Definition of buffeting in English:



mass noun
  • 1The action of striking someone or something repeatedly and violently.

    ‘the roofs have survived the buffeting of worse winds than this’
    • ‘It's been a complex job, working with cast and wrought iron, and we also had to be sure the structure was strong enough to survive the load stresses and buffeting it will get from the elements.’
    • ‘The magnetosphere varies in size and shape, and its outer boundary - the magnetopause - gently undulates like a wave due to buffeting by the solar wind.’
    • ‘The hull above the sphere is built to withstand the buffeting of surface waves and towing but is not designed nor required to resist deep sea pressures because of the unique method of operation.’
    • ‘Yesterday, a fair old wind gusted in off the waves and, for the first time this week, gave the grandstands, galleries and flapping hospitality tents the kind of buffeting demanded on occasions such as these.’
    • ‘They take the kicks and the buffeting from large animals rather more often than is reported and the risk of serious injury is always present.’
    • ‘Even with the top down, you get very minimal wind buffeting, enough to tell you that you're driving a convertible, but it won't feel like sitting in the middle of a hurricane.’
    • ‘The wind was rising and the heavy buffeting caused many of the fabric coverings to split.’
    • ‘Will he be able to keep his grip through this buffeting?’
    • ‘Hood down, clever aerodynamic design ensures that the occupants are almost totally protected from wind buffeting, making open air motoring quite practicable, even at this late stage of the year.’
    • ‘The buffeting he received eventually forced him off in the 81st minute and one sensed Ireland had reached the modest pinnacle of their efforts on this disappointing night with the equalising goal.’
    • ‘Like many taller cars, it takes a bit of buffeting from crosswinds.’
    • ‘Wolstenholme was panting for breath after taking a non-stop buffeting, while Khan remained fresh.’
    • ‘Perversely, Celtic will find cause for optimism in the buffeting they endured, concluding that Valencia appeared to give it their best shot but constructed only the slenderest of leads.’
    • ‘Moored alongside the wharf in the Yarra River in Melbourne, the ‘Nella Dan’ looked far too small to withstand the buffeting that was likely in the Southern Ocean.’
    • ‘Then maybe you could be looking at plants that like a Mediterranean climate that enjoy the extra buffeting by the wind.’
    • ‘The under-21 lads had taken such a buffeting from the weather on the opening day that they seemed unable to take advantage of improved conditions.’
    • ‘‘The storm damage too was serious and widespread,’ said Mr O'Flynn, who listed the many areas countywide that had taken a buffeting from the elements.’
    • ‘But at times they suffered a severe buffeting and were magnificent in the way they rose to the challenge.’
    • ‘The ship rocked violently, groaning and creaking with the weight and buffeting of the waves.’
    • ‘Given the buffeting he had withstood, Montgomery was remarkably cheerful after his round, and praised the wonderful effort of playing partner.’
    1. 1.1figurative The action or result of afflicting or harming someone, typically repeatedly or over a long period.

TASK OBJECTIVE - List every person named in the example sentences of the dictionary entry for "buffeting". The lines after this point come from a different source than the dictionary entry.

PROVIDED RECORDS -
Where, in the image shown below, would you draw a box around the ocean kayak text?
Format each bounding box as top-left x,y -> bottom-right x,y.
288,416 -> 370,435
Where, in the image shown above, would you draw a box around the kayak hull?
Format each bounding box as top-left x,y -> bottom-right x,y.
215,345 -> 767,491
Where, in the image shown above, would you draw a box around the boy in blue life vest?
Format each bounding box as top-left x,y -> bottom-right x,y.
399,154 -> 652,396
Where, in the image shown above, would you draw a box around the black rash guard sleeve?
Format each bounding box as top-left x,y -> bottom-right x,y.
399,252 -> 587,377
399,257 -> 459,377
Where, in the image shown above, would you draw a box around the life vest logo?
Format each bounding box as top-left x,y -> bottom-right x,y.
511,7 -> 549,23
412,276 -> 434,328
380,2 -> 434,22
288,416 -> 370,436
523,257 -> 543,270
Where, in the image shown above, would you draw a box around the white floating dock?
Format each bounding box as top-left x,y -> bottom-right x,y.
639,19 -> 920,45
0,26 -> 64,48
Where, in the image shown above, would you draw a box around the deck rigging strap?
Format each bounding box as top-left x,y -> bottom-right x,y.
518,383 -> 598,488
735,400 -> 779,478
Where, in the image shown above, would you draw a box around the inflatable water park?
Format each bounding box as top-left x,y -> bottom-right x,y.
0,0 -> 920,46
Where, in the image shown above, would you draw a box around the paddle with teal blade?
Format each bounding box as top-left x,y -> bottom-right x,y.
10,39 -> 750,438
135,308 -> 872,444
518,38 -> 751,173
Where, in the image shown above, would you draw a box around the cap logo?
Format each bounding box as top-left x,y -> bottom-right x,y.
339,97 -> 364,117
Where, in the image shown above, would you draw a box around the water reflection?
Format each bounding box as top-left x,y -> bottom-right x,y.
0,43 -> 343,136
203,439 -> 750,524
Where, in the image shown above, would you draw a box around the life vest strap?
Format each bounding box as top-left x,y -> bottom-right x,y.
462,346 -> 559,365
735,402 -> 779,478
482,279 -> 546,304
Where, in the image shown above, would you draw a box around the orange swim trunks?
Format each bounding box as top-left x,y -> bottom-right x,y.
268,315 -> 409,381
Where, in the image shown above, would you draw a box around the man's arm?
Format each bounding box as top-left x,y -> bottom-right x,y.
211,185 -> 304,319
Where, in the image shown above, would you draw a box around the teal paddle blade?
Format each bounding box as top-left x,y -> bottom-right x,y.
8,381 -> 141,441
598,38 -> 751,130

SOLUTION -
Wolstenholme
Khan
Mr O'Flynn
Montgomery